--- Begin Task input ---
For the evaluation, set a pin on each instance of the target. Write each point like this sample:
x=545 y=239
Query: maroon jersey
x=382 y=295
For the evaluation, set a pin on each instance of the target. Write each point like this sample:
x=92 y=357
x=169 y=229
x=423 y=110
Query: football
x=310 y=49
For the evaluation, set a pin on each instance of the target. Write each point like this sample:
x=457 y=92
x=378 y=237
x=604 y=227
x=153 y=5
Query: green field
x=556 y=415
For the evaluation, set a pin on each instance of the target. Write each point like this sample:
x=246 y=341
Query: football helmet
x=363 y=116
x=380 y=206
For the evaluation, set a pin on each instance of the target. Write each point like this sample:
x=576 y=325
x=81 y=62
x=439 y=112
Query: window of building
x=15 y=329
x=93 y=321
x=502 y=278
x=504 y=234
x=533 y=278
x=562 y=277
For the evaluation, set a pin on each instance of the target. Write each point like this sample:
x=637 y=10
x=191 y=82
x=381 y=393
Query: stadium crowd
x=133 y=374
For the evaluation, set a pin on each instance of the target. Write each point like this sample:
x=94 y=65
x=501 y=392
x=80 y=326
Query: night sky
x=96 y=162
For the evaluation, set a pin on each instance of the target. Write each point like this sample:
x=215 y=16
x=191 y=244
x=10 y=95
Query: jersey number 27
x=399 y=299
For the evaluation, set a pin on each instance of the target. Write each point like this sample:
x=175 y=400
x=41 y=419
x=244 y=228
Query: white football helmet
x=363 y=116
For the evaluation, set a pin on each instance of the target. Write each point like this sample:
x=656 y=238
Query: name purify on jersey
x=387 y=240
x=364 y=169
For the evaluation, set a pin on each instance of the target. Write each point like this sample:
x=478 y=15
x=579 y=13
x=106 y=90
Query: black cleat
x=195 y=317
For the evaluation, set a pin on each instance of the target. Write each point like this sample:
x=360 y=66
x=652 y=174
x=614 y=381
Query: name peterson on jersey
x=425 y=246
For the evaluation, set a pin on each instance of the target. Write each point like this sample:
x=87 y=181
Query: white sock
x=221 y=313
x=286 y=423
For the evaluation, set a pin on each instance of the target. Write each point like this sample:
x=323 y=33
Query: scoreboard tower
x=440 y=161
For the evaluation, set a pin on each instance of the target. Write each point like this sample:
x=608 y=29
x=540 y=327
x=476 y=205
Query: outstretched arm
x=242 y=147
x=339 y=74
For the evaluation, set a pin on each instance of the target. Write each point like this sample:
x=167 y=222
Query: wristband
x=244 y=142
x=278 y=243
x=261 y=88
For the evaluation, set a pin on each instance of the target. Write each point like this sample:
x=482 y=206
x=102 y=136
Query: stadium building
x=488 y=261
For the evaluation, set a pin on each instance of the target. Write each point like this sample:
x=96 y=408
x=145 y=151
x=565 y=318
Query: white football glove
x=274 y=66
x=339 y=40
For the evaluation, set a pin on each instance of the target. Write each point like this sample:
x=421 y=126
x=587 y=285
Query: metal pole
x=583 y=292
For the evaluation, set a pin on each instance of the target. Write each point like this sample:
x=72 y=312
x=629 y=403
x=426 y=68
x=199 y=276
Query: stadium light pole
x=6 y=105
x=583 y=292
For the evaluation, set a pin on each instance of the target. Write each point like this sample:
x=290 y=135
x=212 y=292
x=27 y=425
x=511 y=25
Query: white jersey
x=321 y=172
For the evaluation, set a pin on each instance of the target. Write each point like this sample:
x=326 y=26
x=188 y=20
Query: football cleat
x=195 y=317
--- End Task input ---
> **Problem description**: Change "pin" to "marker" everywhere it occurs in the entries above, and reproduce all of the entries with nothing else altered.

> **Correct answer**:
For the evaluation, set a marker on each instance of the target. Write each point like this sample:
x=545 y=239
Query: maroon jersey
x=382 y=295
For the evaluation, set a marker on each instance of the target. Write each point like this sample:
x=92 y=357
x=169 y=229
x=423 y=110
Query: football
x=310 y=49
For the evaluation, set a marker on each instance of the target. Write each point like this sample:
x=457 y=92
x=378 y=237
x=604 y=227
x=153 y=5
Query: green field
x=556 y=415
For the evaluation, set a marker on each instance of the target. Write each point like this sample:
x=246 y=341
Query: football helmet
x=363 y=116
x=380 y=206
For the evaluation, set a marker on each instance of the target. Write each point like this sample:
x=576 y=325
x=81 y=62
x=439 y=112
Query: window of building
x=15 y=329
x=93 y=321
x=502 y=278
x=504 y=234
x=533 y=278
x=562 y=277
For the evaluation, set a marker on each instance of the target. Write each point like this sample:
x=637 y=10
x=191 y=82
x=381 y=393
Query: stadium crowd
x=133 y=374
For the evaluation, set a marker on each instance of the target. Write each point like this sample:
x=94 y=65
x=501 y=392
x=80 y=326
Query: night sky
x=96 y=162
For the evaluation, set a marker on each instance of the target. Write each point like this sample:
x=215 y=16
x=191 y=244
x=10 y=95
Query: jersey number 27
x=399 y=299
For the evaluation, set a marker on each instance of the target. Write each point like this sample:
x=175 y=400
x=41 y=419
x=244 y=228
Query: white football helmet
x=363 y=116
For the evaluation, set a marker on each instance of the target. Write each point like this sample:
x=656 y=238
Query: name purify on jersey
x=387 y=240
x=364 y=169
For the evaluation, set a marker on each instance of the target. Write each point like this sample:
x=478 y=15
x=579 y=13
x=106 y=90
Query: black cleat
x=195 y=317
For the evaluation, set a marker on each instance of the target. Write each point like this sample:
x=360 y=66
x=652 y=174
x=614 y=381
Query: name peterson on jersey
x=425 y=246
For the evaluation, set a marker on each instance of the target. Write each point like this sample:
x=87 y=181
Query: white sock
x=221 y=313
x=286 y=423
For the evaluation, set a marker on each instance of the target. Write each point like this sample:
x=323 y=33
Query: scoreboard tower
x=440 y=161
For the evaluation, set a marker on each instance of the target. Write each point like this sample:
x=608 y=29
x=540 y=327
x=476 y=205
Query: outstretched arm
x=242 y=147
x=339 y=74
For the evaluation, set a marker on each instance of the target. Write each point like this sample:
x=167 y=222
Query: wristband
x=244 y=142
x=278 y=243
x=261 y=88
For the evaluation, set a marker on each instance of the target. Write each point like this sample:
x=482 y=206
x=102 y=136
Query: stadium building
x=488 y=261
For the evaluation, set a marker on each instance of the target. Write each point like this sample:
x=96 y=408
x=145 y=151
x=565 y=318
Query: white football glove
x=274 y=66
x=339 y=40
For the evaluation, set a marker on each instance of the target. Write each point like this sample:
x=421 y=126
x=587 y=285
Query: metal pole
x=583 y=292
For the evaluation, set a marker on each instance of the target. Write each point like this sample:
x=72 y=312
x=629 y=403
x=426 y=68
x=199 y=276
Query: stadium light pole
x=6 y=105
x=583 y=292
For the evaluation, set a marker on each instance of the target. Write each point like this sample:
x=290 y=135
x=212 y=292
x=27 y=425
x=511 y=25
Query: white jersey
x=321 y=172
For the evaluation, set a marker on each instance of the target. Write each point like this sample:
x=326 y=26
x=188 y=20
Query: football cleat
x=195 y=317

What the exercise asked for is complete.